# start of Supplied records
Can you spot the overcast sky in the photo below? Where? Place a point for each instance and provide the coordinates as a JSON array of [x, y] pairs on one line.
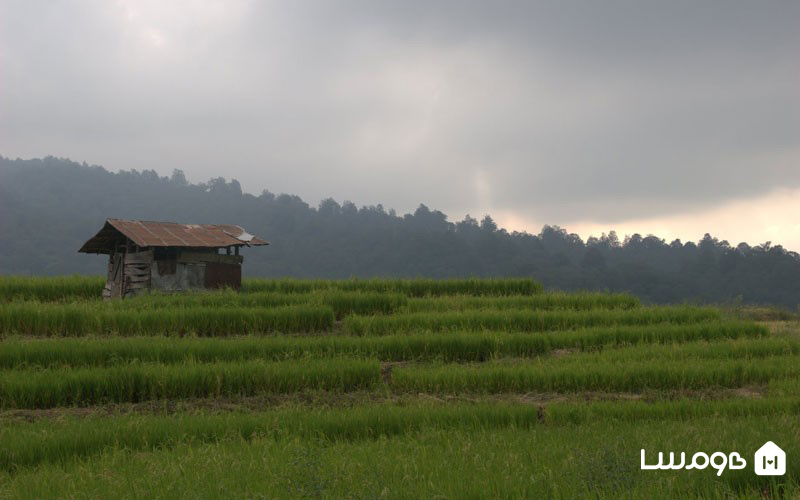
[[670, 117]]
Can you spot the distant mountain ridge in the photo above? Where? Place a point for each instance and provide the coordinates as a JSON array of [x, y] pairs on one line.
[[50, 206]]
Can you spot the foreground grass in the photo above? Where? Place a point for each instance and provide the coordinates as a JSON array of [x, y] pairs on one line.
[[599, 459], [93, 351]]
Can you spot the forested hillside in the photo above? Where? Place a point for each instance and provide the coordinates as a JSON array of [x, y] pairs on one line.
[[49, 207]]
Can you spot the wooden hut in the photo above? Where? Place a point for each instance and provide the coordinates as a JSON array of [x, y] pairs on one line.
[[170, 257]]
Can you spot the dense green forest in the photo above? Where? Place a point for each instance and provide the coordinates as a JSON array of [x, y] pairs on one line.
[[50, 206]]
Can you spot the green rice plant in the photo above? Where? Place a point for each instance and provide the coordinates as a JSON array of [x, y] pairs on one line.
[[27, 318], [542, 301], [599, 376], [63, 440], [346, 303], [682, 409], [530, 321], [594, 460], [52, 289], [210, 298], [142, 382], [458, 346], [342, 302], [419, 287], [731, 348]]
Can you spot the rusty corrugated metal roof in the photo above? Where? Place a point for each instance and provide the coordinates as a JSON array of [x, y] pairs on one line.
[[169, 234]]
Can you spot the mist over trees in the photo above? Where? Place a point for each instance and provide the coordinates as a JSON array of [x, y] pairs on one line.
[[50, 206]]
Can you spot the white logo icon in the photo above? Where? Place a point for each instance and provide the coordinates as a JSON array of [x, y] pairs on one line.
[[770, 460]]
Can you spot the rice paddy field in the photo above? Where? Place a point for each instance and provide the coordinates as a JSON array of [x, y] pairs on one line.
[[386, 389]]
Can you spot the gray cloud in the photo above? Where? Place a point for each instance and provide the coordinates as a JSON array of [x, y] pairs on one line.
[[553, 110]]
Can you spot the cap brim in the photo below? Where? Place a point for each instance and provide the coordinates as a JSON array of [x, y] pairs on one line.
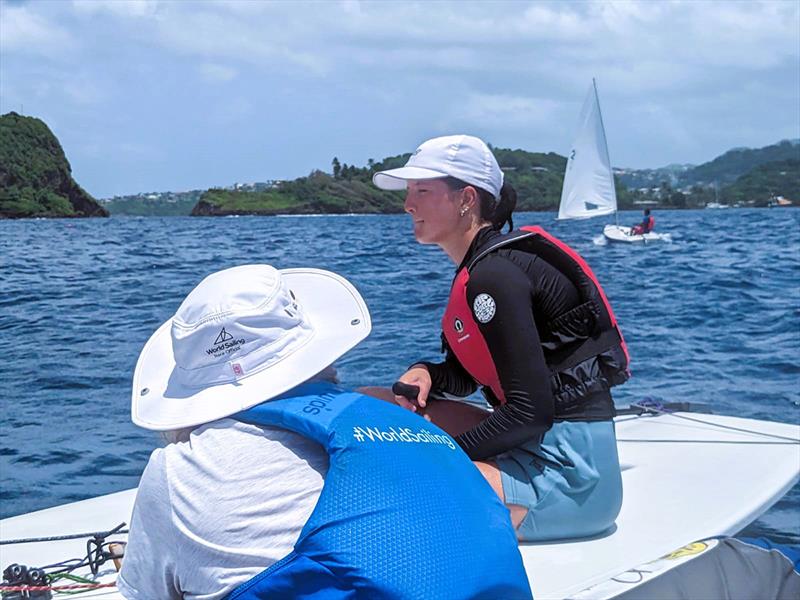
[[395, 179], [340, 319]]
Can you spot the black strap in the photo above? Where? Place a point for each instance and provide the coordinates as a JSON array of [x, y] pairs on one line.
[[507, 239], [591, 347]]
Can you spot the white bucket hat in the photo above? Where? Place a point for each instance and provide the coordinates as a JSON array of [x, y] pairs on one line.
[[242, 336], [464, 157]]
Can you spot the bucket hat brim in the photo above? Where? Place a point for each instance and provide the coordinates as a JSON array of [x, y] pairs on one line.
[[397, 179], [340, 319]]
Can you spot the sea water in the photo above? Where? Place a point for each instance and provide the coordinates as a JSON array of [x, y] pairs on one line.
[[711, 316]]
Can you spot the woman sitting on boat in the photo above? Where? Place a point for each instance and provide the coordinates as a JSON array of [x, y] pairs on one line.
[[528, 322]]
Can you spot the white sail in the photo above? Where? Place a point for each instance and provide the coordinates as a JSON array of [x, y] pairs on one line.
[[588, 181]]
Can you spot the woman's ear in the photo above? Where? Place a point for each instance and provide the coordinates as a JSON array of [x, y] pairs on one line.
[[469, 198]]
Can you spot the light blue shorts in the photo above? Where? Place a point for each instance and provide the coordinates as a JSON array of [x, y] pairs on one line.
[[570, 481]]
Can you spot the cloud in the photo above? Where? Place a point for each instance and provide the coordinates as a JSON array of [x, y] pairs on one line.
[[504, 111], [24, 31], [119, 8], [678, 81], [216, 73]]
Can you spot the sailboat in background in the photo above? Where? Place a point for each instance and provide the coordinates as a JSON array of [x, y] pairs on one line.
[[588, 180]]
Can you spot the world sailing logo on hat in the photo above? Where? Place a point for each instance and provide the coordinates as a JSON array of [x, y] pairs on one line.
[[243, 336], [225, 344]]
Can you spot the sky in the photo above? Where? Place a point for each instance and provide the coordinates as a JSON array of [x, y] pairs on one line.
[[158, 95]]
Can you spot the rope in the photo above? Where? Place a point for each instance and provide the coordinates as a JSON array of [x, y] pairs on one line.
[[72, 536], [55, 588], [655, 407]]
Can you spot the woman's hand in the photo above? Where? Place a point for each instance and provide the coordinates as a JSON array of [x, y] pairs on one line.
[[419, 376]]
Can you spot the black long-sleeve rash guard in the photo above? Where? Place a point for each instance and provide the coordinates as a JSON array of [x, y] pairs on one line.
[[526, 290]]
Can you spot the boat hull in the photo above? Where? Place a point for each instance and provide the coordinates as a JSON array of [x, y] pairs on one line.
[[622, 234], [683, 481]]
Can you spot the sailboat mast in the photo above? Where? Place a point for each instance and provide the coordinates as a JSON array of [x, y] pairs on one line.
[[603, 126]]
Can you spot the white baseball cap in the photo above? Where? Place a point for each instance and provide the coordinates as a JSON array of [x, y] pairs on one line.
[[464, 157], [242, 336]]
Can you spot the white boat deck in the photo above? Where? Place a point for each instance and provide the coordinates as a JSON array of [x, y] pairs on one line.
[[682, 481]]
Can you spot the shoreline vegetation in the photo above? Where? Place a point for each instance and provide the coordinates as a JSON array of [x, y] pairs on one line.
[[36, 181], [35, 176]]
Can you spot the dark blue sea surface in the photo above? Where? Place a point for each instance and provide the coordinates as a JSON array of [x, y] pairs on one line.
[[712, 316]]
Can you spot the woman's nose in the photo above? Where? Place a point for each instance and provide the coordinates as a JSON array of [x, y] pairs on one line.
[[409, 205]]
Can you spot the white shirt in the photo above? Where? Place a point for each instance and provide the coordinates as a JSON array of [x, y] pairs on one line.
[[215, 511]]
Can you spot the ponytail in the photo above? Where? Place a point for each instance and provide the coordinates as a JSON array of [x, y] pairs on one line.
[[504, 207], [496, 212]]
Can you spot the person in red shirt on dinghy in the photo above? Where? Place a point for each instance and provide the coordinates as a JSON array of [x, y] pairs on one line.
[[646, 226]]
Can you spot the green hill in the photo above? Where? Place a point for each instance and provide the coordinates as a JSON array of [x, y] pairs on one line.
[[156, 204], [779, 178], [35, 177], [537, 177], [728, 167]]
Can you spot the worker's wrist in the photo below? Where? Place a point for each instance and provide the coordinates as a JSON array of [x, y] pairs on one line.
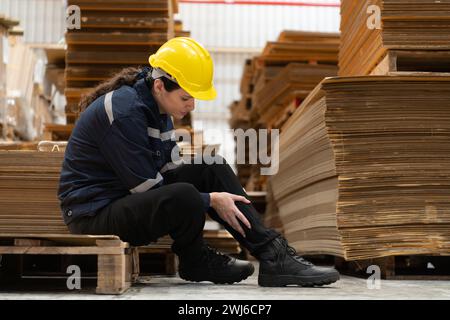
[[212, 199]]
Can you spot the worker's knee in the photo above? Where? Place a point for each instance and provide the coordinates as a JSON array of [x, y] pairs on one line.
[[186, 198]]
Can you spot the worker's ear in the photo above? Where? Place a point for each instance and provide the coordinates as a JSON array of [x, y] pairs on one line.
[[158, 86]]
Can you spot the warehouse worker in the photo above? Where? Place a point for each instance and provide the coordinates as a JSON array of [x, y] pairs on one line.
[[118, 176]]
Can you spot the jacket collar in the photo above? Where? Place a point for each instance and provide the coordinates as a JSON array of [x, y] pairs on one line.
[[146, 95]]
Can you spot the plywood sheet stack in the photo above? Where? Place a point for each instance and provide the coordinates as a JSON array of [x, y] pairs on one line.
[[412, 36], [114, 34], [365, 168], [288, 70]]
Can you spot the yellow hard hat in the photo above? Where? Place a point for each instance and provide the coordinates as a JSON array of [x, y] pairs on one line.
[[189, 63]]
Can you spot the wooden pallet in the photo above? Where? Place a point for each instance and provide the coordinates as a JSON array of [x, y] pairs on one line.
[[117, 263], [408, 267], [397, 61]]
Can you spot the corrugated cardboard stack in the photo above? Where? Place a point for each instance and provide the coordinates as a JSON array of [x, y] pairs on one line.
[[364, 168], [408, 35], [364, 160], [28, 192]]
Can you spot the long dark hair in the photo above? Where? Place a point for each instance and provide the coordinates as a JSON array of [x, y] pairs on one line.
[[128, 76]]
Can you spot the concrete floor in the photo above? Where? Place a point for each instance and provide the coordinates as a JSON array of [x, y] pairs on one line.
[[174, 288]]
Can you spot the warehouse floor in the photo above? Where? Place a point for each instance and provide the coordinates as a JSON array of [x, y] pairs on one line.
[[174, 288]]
# end of Supplied records
Turn the entries above, from the line with "Can you spot the foreground" up to and including the line with "[[386, 389]]", into a numbered list, leaving out any blank lines.

1. Can you spot the foreground grass in the photo above? Where? Place a point for each instance and provide the coordinates as a JSON array of [x, y] pairs on one line.
2. [[599, 459], [93, 351]]
3. Can you spot the forested hillside in the photo above? Where? Place a point for each instance and provide the coordinates as a JSON array of [x, y] pairs on one line.
4. [[49, 207]]
5. Can you spot the wooden hut in the photo above? Where? Place a point for each instance and provide the coordinates as a JSON array of [x, y] pairs on one line.
6. [[170, 257]]
7. Can you spot the dense green forest in the photo above? Where? Place a point for each instance and provide the coordinates as a JSON array of [x, y] pairs on one line.
8. [[50, 206]]
9. Can you spot the green rice plant in the photo above? Where? Place a point for each instance and provide the coordinates as a JSON array of [x, y] pairs on one line.
10. [[27, 318], [542, 301], [599, 376], [63, 440], [346, 303], [682, 409], [530, 321], [594, 460], [52, 289], [210, 298], [142, 382], [458, 346], [342, 302], [419, 287], [731, 348]]
11. Can you spot the rusty corrugated metal roof in the photo above? Where? Place a point for each instance and provide the coordinates as a JSON array of [x, y] pairs on one line.
12. [[169, 234]]
13. Can you spot the mist over trees in the photo above? Where? Place a point for each instance and provide the coordinates as a JSON array of [x, y] pairs on one line.
14. [[50, 206]]
15. Can you spot the white logo icon in the photo above? Where? Place a point for each instance and provide the coordinates as a JSON array of [x, y] pairs on one line.
16. [[770, 460]]
17. Can you spot the rice paddy field in the photo above? Where? Place a point for each instance and provide the coordinates as a JSON array of [x, y] pairs on one line.
18. [[386, 389]]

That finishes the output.